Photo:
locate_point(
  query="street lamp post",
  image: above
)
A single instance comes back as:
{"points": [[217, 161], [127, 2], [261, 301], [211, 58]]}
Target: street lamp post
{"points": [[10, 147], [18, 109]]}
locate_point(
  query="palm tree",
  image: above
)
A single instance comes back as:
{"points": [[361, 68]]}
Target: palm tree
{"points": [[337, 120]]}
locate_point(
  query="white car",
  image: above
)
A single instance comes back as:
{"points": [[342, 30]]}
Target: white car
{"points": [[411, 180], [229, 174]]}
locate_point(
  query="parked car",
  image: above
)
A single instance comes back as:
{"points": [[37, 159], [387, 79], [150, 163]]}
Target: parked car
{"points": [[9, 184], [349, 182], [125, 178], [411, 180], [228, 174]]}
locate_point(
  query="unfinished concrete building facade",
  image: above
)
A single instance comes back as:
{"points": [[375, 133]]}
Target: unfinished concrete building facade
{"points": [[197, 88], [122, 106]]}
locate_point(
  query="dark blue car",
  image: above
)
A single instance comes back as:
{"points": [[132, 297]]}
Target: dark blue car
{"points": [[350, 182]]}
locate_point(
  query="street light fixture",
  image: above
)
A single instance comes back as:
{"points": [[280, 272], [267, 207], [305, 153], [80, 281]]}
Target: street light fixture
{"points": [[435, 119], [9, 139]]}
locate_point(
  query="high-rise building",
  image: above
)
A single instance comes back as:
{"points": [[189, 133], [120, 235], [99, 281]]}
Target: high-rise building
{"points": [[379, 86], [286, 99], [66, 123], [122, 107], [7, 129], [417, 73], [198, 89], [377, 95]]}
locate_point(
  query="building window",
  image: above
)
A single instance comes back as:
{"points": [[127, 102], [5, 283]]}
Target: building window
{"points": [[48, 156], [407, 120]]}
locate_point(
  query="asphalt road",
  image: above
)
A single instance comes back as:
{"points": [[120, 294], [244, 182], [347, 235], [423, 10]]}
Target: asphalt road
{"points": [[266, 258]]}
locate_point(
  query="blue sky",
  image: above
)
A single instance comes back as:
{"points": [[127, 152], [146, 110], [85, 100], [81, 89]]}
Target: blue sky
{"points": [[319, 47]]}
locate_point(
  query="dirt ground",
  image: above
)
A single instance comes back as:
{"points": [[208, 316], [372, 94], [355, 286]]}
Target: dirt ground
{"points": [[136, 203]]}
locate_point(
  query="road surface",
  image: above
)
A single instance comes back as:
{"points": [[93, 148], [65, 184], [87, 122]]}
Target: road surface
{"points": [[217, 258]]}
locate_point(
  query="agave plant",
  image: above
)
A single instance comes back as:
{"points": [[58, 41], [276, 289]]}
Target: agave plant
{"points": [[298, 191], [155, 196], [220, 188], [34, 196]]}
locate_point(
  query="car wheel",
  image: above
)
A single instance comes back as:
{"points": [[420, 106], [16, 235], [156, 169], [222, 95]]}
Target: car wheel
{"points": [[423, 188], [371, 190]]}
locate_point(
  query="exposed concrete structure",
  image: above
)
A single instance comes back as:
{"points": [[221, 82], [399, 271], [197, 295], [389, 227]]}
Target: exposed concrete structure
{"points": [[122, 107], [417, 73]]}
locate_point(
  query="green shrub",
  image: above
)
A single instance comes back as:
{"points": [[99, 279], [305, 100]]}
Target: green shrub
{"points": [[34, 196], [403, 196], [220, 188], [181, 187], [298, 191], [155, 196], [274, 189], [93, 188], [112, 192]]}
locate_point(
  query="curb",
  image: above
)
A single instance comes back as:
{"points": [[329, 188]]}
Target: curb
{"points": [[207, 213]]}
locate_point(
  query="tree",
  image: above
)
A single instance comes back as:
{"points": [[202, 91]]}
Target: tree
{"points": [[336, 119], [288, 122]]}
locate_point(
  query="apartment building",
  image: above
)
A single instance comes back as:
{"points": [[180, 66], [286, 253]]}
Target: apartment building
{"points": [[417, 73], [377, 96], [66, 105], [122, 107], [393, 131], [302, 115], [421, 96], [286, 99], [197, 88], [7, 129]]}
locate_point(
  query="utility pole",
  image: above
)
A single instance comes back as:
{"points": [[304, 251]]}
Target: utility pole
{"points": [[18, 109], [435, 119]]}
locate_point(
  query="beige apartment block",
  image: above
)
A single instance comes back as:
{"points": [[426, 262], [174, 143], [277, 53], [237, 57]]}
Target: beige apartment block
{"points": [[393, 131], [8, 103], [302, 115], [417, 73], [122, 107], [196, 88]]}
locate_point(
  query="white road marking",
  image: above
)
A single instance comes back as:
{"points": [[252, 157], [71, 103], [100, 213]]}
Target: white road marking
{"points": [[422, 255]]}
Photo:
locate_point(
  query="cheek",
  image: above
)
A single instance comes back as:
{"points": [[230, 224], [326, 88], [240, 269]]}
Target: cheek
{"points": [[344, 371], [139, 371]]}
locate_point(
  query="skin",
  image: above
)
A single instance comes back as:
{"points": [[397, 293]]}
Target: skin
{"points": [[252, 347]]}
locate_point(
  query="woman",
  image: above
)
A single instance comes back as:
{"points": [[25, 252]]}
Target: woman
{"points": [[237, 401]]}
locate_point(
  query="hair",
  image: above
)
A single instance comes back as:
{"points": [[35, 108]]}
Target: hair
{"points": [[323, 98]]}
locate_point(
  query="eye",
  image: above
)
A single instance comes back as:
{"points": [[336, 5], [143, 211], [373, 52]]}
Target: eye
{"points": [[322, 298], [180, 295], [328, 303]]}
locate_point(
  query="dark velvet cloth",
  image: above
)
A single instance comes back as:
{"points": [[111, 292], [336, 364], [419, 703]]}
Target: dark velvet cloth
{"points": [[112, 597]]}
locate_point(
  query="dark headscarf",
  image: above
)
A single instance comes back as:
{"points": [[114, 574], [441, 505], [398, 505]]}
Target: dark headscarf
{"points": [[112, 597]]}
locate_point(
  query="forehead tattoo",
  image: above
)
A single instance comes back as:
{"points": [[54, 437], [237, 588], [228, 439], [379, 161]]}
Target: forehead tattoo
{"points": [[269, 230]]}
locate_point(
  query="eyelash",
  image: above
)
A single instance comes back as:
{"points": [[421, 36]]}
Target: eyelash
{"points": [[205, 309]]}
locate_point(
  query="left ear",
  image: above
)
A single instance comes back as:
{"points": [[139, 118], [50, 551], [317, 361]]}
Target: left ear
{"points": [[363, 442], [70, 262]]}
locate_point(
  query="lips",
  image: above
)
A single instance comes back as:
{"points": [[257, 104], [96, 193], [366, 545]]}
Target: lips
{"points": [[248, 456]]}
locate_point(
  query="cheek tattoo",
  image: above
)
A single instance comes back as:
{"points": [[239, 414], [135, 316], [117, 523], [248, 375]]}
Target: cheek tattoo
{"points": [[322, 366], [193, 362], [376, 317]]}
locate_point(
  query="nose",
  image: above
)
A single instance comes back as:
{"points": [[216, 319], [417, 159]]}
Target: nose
------
▶ Your instructions
State how many lines in the data above contain the string "tattoo", counting only matches with the same case. Reply with the number alone.

▶ Complete answer
4